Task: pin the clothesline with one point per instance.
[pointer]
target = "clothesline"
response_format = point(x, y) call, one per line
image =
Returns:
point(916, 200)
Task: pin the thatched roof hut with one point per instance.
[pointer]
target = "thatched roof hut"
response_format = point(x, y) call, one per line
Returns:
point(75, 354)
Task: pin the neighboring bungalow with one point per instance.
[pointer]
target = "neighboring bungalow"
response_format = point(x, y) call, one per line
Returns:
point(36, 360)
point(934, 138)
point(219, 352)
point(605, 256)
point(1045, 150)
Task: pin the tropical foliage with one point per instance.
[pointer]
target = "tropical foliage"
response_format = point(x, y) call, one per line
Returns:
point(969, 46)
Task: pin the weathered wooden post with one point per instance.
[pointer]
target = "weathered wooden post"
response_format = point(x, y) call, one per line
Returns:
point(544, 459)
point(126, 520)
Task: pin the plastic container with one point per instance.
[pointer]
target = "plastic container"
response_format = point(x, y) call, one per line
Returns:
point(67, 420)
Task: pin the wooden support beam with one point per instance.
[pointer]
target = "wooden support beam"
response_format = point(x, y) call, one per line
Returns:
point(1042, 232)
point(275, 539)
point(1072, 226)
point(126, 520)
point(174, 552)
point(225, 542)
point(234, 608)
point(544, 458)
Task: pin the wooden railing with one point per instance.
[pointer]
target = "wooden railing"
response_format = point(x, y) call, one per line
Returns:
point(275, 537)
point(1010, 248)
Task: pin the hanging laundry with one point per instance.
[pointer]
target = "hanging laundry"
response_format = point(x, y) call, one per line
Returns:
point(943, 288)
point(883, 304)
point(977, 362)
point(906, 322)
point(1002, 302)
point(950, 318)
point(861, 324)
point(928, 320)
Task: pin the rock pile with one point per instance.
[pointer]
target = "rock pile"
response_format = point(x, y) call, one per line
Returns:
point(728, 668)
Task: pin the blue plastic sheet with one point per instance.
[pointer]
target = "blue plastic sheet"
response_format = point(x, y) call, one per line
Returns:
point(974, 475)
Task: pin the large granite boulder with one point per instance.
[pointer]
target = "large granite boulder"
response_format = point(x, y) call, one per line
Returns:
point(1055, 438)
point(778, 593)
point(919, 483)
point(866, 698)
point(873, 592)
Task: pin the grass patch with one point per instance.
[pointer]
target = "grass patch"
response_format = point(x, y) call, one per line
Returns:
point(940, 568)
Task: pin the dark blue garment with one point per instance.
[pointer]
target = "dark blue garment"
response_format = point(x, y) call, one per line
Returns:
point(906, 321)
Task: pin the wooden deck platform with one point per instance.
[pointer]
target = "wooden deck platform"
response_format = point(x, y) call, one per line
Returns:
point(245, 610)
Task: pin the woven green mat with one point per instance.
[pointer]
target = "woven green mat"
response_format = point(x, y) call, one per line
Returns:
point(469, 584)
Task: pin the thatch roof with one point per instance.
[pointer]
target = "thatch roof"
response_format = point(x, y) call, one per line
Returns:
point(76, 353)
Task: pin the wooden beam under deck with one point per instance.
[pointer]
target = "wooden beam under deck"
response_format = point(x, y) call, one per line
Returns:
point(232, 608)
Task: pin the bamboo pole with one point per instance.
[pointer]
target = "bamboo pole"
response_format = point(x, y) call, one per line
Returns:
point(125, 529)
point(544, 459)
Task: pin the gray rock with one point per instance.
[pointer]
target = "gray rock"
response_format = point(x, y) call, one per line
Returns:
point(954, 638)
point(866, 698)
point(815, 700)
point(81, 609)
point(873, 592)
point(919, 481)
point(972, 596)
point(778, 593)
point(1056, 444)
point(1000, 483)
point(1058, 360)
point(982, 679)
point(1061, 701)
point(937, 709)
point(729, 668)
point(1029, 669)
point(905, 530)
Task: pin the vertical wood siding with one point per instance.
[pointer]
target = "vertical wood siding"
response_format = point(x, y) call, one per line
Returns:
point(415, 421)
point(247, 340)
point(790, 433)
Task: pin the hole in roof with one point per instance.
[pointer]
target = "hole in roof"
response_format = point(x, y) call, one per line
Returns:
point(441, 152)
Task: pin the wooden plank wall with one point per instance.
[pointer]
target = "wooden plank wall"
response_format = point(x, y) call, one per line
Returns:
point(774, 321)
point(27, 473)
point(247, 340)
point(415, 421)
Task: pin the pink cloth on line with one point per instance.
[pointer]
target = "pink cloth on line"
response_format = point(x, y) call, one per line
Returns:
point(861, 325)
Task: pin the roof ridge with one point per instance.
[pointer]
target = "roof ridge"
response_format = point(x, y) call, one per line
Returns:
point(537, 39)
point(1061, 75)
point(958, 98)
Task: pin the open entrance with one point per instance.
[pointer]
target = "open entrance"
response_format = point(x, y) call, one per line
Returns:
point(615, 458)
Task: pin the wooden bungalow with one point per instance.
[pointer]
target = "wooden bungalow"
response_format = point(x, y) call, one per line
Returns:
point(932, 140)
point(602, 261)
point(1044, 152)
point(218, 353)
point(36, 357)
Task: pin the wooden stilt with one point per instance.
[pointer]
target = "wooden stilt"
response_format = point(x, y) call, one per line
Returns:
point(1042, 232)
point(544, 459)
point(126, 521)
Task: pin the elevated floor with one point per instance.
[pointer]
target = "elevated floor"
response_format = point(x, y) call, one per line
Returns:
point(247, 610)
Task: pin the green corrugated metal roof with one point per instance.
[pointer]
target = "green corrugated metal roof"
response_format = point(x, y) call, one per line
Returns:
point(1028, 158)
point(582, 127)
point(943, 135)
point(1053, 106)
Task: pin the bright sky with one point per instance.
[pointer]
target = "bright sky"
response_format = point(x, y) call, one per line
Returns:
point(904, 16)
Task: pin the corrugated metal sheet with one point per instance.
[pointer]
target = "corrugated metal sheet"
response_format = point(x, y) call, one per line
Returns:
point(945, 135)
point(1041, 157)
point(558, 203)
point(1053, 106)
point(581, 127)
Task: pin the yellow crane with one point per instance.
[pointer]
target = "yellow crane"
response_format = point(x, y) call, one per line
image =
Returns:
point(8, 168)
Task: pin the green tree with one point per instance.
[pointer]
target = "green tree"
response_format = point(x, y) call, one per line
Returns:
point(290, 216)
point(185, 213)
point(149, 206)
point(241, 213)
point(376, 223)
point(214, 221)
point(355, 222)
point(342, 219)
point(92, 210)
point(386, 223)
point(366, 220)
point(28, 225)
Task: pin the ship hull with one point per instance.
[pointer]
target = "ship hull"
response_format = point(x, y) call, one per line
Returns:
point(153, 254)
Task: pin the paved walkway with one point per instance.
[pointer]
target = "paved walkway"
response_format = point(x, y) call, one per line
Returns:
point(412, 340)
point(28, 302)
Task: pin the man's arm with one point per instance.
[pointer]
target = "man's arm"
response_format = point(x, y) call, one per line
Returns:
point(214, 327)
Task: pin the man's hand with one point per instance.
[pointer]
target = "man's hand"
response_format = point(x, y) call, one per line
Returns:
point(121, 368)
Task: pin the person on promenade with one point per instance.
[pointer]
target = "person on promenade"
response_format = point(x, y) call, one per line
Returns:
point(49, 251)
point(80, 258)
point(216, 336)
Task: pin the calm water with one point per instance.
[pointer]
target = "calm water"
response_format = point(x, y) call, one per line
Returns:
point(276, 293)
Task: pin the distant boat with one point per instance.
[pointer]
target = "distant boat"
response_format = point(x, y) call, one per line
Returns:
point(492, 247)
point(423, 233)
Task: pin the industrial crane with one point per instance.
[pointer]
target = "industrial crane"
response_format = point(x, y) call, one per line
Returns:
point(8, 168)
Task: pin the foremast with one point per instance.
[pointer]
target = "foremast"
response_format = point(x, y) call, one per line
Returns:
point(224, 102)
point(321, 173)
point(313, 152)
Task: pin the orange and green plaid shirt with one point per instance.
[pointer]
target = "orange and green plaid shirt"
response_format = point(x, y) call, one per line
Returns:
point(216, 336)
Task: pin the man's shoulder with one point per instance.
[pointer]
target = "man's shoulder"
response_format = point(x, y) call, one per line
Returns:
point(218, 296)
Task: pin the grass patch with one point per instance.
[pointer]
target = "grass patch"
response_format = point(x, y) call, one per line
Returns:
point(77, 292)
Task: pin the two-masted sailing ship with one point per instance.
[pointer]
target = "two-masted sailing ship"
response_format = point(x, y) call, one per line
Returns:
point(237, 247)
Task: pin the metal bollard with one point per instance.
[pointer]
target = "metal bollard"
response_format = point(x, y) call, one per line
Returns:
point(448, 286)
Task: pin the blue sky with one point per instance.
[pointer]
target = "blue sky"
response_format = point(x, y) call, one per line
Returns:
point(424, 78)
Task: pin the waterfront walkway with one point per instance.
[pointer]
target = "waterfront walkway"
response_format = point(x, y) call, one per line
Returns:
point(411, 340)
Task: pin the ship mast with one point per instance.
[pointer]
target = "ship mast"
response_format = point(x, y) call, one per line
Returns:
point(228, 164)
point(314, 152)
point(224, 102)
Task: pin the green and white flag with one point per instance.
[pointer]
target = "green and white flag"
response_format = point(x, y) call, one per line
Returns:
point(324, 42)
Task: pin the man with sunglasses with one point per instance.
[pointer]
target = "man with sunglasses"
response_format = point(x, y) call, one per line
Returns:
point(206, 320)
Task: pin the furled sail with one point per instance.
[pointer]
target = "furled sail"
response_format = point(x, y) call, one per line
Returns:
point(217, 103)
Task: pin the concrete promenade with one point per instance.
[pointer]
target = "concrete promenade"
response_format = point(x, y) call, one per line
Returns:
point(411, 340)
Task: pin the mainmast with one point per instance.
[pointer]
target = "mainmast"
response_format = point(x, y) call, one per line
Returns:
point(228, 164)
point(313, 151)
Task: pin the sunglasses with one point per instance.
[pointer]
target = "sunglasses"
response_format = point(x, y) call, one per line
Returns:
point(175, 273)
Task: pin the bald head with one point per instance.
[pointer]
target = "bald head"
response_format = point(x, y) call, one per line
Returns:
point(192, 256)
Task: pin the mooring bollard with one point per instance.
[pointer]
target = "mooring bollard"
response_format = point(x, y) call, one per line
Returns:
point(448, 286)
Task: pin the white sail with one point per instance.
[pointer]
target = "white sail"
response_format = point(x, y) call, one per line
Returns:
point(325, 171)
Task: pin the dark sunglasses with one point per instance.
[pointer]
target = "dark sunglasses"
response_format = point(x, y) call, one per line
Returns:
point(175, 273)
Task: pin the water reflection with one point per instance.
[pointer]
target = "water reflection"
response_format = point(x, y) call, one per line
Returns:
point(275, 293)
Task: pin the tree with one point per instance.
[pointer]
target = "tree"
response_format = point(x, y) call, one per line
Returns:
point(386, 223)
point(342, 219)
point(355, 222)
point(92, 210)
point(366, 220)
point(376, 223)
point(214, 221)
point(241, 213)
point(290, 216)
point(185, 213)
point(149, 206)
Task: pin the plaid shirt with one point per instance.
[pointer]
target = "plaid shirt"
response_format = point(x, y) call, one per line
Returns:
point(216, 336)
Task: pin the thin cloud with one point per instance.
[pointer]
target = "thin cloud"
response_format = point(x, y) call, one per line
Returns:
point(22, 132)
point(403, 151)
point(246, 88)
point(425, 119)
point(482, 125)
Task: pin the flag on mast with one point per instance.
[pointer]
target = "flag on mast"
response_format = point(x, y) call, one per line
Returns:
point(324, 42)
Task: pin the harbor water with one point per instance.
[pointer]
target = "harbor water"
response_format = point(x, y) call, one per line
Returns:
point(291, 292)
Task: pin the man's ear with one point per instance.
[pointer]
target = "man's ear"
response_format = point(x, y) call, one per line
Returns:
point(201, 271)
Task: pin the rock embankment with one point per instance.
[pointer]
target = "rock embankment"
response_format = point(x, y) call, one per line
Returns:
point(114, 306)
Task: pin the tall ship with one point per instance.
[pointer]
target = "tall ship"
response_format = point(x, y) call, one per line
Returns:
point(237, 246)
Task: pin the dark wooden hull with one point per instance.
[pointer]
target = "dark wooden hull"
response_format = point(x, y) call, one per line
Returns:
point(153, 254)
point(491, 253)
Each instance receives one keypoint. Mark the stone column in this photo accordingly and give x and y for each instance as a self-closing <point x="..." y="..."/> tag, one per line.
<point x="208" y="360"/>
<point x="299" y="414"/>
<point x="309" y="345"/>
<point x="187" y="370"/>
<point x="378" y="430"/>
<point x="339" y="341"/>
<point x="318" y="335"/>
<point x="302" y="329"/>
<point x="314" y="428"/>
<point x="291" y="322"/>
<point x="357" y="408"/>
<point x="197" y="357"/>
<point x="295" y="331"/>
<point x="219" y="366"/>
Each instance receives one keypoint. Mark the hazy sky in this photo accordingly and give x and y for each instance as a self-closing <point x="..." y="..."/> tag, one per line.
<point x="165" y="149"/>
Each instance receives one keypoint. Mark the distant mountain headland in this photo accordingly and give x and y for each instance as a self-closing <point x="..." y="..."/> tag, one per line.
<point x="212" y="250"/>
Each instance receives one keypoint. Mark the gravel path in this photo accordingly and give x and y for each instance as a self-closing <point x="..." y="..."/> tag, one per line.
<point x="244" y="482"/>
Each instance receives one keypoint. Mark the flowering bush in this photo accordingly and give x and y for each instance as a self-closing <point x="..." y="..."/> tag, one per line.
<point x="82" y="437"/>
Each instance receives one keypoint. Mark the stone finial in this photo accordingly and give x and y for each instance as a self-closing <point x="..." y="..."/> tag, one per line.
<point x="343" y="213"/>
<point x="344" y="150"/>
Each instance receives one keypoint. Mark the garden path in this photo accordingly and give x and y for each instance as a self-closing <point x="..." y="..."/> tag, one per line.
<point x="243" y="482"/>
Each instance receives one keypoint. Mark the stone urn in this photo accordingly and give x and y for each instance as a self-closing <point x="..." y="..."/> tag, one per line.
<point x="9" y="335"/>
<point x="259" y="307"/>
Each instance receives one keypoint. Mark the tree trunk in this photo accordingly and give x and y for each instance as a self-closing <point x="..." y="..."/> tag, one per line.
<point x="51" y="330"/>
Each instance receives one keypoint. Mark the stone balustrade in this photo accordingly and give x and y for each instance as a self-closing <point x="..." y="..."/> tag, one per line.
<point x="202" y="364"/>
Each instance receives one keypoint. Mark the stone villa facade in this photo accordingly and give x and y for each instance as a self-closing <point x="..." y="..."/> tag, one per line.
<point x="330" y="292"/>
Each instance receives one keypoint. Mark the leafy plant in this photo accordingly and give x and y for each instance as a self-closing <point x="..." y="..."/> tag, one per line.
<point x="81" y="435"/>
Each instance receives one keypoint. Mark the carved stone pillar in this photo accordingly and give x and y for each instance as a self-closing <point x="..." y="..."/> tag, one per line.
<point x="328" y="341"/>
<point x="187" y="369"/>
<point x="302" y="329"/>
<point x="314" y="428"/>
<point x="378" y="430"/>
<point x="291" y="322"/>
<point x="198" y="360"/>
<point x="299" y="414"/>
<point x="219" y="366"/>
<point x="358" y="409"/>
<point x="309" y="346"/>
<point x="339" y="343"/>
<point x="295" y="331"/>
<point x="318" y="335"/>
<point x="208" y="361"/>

--- Exercise directions ---
Where does the string "boulder" occur in the material? Copy every line where it does.

--- Answer box ---
Task: pin the large granite boulder with one point per instance.
target = "large granite boulder"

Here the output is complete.